## Source excerpt

S04011 1/72nd Handley Page Hampden

Heather Kay

260 posts

I hadn’t intended on building any more kits right now, but when the urge comes it’s hard to resist. I’m stacking up a little pile of planes that need painting, but with the current low temperatures, it’s unlikely to happen for a while. Consequently, a “Flying Suitcase” arrived on the bench, in keeping with my 1940 Air War/Battle of Britain interests. 

 

Incidentally, I’ve spread my metaphorical wings with my ambitions there. I have decided to include the Phoney War and Battle of France in my collection, so a few Belgian, French and Dutch planes are on the horizon!

 

 

I recall building the Airfix Hampden in the late 1970s, when it was already ten years old. I loved the original box art, too. So much so, that as a budding teenaged artist I copied it in watercolours - now, sadly, long lost to time.

 

Ages ago, I acquired a Humbrol era re-issue of the kit. I kept the box in my stash, with the idea that one day I would build it with after-market detailing, perhaps going so far as to remove the raised details and scribe some panel lines. The faint hope a new tooling might emerge kept the box on the shelf, but with the prices of other kit makers’ versions being quite steep, there seemed little point in jumping ship. I am waiting for a better Fairey Battle to arrive, though. The old Airfix one commands high prices, for an allegedly compromised shape, so I’m content to wait for a new tooling to turn up. So, I dug the Hampden box out to survey the contents. After all, if it didn’t seem worth the effort, I could always eventually stump up for an alternative version.

## Tasks to perform
A. According to the Hampden build post, when did the writer first build the Airfix Hampden?
B. Reproduce the stretch of the Hampden build post from "I hadn’t intended" through "of Britain interests.".
C. Name every nationality of aircraft that the Hampden build post says will be added to the collection.

## Dataset
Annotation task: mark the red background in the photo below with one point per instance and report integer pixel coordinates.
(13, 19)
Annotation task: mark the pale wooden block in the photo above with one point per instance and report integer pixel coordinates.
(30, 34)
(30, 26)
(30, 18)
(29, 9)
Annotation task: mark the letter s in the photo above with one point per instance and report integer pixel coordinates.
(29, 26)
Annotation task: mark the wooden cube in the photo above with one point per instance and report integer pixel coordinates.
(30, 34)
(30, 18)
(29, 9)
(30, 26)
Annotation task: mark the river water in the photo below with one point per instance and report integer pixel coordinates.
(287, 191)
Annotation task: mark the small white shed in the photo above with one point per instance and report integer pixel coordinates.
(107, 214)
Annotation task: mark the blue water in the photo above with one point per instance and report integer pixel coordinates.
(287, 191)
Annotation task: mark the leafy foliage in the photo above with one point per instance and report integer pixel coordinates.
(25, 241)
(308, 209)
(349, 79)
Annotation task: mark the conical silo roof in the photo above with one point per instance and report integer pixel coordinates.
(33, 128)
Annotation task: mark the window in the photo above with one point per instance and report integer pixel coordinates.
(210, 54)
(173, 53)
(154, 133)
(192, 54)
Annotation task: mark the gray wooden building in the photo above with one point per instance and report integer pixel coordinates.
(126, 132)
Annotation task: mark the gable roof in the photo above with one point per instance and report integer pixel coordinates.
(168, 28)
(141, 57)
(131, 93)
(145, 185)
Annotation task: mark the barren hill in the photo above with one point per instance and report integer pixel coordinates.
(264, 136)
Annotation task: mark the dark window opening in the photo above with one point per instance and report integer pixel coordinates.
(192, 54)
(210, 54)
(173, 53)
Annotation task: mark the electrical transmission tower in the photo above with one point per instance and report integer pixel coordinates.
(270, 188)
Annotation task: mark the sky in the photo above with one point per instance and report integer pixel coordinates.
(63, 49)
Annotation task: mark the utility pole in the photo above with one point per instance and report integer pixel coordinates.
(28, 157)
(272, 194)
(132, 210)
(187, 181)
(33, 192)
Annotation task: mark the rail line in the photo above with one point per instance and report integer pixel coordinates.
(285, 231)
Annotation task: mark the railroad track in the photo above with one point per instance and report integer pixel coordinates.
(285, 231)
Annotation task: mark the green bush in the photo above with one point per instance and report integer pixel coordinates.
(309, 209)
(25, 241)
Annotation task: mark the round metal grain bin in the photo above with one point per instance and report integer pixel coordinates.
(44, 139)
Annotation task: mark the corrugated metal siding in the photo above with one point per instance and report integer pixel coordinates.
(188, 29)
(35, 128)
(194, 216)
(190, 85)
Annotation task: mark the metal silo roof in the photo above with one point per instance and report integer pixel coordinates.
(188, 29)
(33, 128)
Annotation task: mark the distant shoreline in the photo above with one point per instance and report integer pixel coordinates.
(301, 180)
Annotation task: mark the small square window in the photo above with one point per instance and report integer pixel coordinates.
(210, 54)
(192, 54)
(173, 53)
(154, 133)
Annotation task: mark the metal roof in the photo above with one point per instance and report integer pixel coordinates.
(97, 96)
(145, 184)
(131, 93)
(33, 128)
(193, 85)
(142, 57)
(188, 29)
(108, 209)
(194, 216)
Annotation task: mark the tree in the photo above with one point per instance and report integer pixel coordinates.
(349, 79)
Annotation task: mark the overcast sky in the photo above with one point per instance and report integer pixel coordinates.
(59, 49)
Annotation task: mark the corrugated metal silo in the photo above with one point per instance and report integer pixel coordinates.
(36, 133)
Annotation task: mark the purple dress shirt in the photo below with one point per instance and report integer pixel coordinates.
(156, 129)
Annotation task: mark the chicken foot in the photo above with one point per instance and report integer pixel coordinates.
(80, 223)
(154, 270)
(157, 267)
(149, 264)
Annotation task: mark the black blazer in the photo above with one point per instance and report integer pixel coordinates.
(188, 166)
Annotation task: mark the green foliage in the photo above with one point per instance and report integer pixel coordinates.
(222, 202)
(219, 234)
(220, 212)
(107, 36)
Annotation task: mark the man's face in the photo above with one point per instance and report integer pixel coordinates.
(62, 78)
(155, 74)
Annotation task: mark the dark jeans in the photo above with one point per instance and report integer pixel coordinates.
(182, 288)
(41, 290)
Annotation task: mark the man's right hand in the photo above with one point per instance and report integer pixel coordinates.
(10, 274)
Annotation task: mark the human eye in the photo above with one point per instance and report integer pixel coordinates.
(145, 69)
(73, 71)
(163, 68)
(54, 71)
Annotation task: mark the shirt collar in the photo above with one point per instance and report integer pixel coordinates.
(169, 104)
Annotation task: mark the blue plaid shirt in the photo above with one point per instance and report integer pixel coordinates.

## Task-by-task solutions
A. In the late 1970s.

B.
I hadn’t intended on building any more kits right now, but when the urge comes it’s hard to resist. I’m stacking up a little pile of planes that need painting, but with the current low temperatures, it’s unlikely to happen for a while. Consequently, a “Flying Suitcase” arrived on the bench, in keeping with my 1940 Air War/Battle of Britain interests.

C. Belgian, French, Dutch